Given exercise 1: Summarize the passage on Zimbabwe's post-independence education reforms in three sentences.
Given exercise 2: Write what comes next in the passage on Zimbabwe's education reforms, picking up after its last sentence.

Text extract:

Over the first decade of independence, the reforms in the education system focused on making them suitable for Zimbabwe in line with the principle of ‘Education for all’ adopted at independence. The government expanded the education system by building schools in marginalised areas and disadvantaged urban centres, accelerating the training of teachers, providing teaching and learning materials to schools. Increase in enrolments gave rise to the need for buildings. This was managed by introducing double shifts per day, but with two different sets of teachers, ensuring a more efficient use of existing classrooms without disturbing the existing teacher-pupil ratio.

The need and supply of teachers was met by rapidly increasing the number of untrained teachers at primary level. Although this step provided a well-motivated teaching corps, it led to the supply of low-quality teachers and resultant poor quality of teaching. The supply of teachers was increased by introducing the Zimbabwe Integrated Teacher Education Course (ZINTEC), a low-cost teacher-training scheme, whereby, only two terms of the four-year course were spent in college and the remainder in teaching in schools. The government involved local communities to help support schools through providing labour and other resources. The emphasis was not so much on quality and cost effectiveness of the education system, but on accessibility to education. In 1988, the government formed a separate Ministry of Higher Education3 to be responsible for tertiary education, which included teacher training colleges, universities and vocational colleges.

More and more trained teachers were supplied into the education system and this helped reduce the proportion of untrained teachers. All the different government strategies helped boost the number of teachers from 18483 in 1979 to 60886 by end of the decade. From 1990 to 2001 the reforms focused more on the relevance and quality of education and training through new approaches to content, technologies, teaching methodologies, skills provision and through decentralisation and devolution of technical and teachers colleges into degree awarding institutions.

According to Riddel (1998)’s categorisation, this would fall under quality reform. The proportion of trained teachers increased dramatically during this period. In 1990, about 51.48 per cent of primary school teachers were trained and by 1997 the proportion of trained primary school teachers had jumped to 77.2 per cent. In secondary schools, only 48.1 per cent of the teachers were trained in 1990 and this number increased to 89 per cent by 1996.This period also witnessed the localisation of the country’s testing programs. An Act of Parliament created the examination board, the Zimbabwe School Examination Council (ZIMSEC) to administer and manage all of the country’s primary and secondary education examinations. Prior to the creation of this examination board, all the examinations were set and marked by the University of Cambridge Local Examinations Syndicate (UCLES) in the United Kingdom. Thus, the localisation of the examinations helped cut costs by eliminating the need for foreign currency.

Provided data:
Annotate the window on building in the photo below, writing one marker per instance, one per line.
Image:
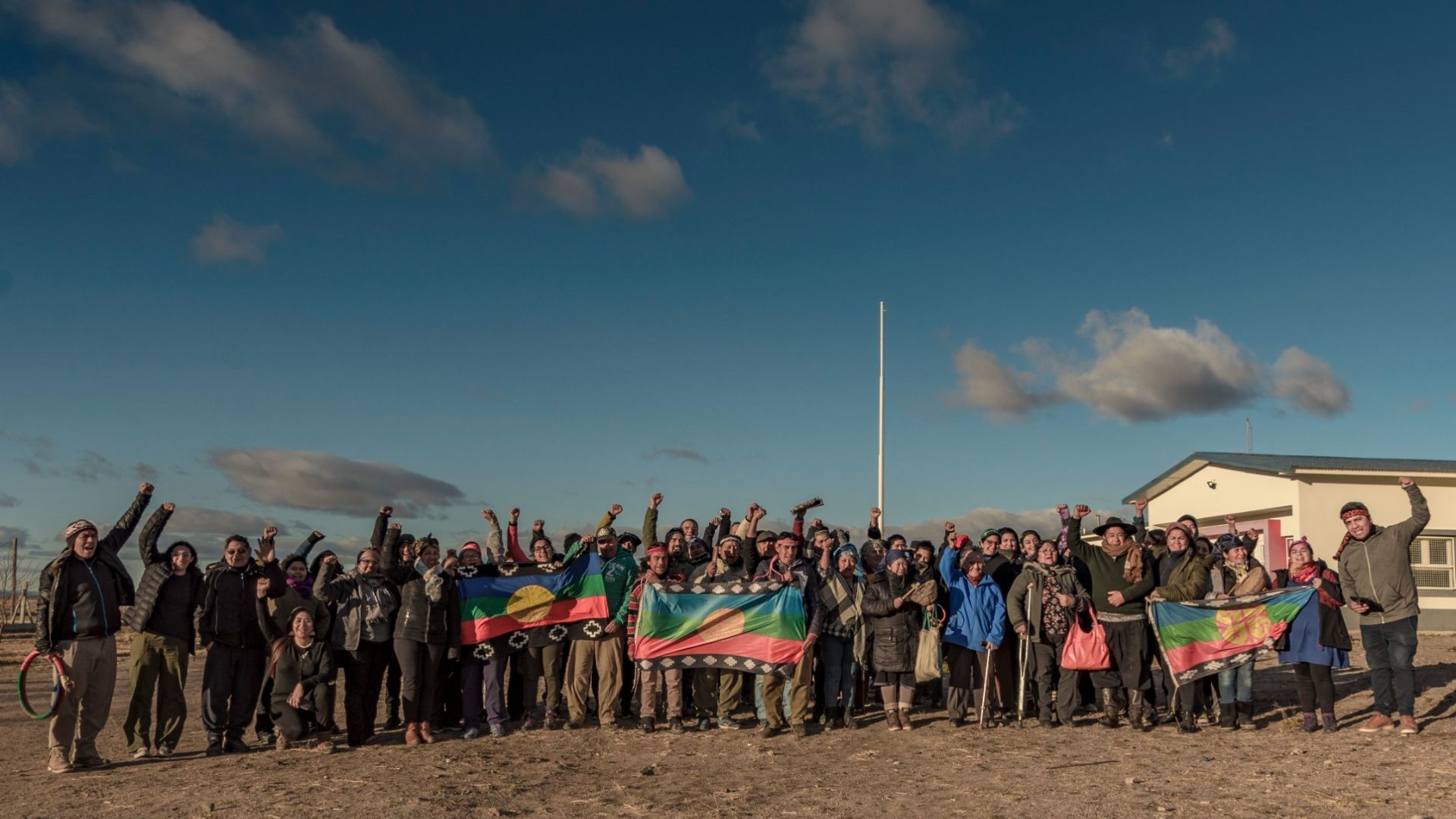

Task result 1: In its first decade of independence, Zimbabwe pursued "Education for all" by building schools in marginalized areas and disadvantaged urban centers, speeding up teacher training, and using double shifts with separate sets of teachers to accommodate rising enrollments. It met the demand for teachers with untrained primary teachers and the low-cost ZINTEC training scheme, emphasizing access over quality, and teacher numbers grew from 18483 in 1979 to 60886 by the end of the decade. From 1990 to 2001, reforms turned to relevance and quality: the share of trained teachers rose sharply, and the newly created ZIMSEC took over examinations formerly set and marked by UCLES in the United Kingdom, which cut costs by removing the need for foreign currency.

Task result 2:
Education in Zimbabwe today aims at promoting national unity to contribute to national development particularly, economic development through the supply of trained and skilled teachers and staff. The aim is also to revive neglected languages and cultural values and to develop a distinctive way of life with mutual recognition and enrichment of the diverse cultures.


    1. SUCCESSES OF ZIMBABWE’S EDUCATION REFORMS

The government policies achieved successes in increasing enrolment, achieving racial as well as gender equity in education, increasing the supply of educated manpower, and improving the country’s literacy rate.



  1. Access to Education

The government made basic education accessible through policies of free education, compulsory education and upholding children’s right to education. With a socialist philosophy, primary education was made free and this resulted in admission rates expanding dramatically (Ministry of Education, Sport and Culture, 2001). According to The Ministry of Education, Sport and Culture (2001), during the first decade of independence, the number of primary schools jumped from 2401 in 1979 to 4504 in 1989, an 87.6 per cent increase and primary school enrolment showed a 177.5 per cent increase from 819,586 to 2,274,178 during the same period. The number of secondary schools increased from 177 in 1979 to 1502 in 1989, a change of 748.6 per cent and secondary school enrolment increased from 66,215 to 695,882 a 950.9 per cent change. The government took steps, such as a rapid increase in public spending on education from 4.4 per cent of recurrent public expenditures in 1979-80 to 22.6 per cent by 1980 and introducing substantial community financing. This allowed rapid primary sector expansion, for which government resources quickly became inadequate.

  1. Gender Equity in Education

In 1980, the proportion of female students in primary schools was 47.6 per cent compared to 52.4 per cent males. By 1999, the proportion of females had increased to 49.1 per cent and that of males had gone down to 50.9 per cent. This information shows that although equity has not been completely achieved, there were significant improvements during the first two decades of independence in making education accessible to female students. The general pattern is the same for secondary education as it is for primary education; that is, the proportion gap between male students and female students was narrowed during the first two decades. In 1980, about 43.3 per cent of students were females and 56.7 per cent were males in secondary education. In 1999, the proportion of females had increased to 46.9 per cent and that of males had gone down to 53.1 per cent.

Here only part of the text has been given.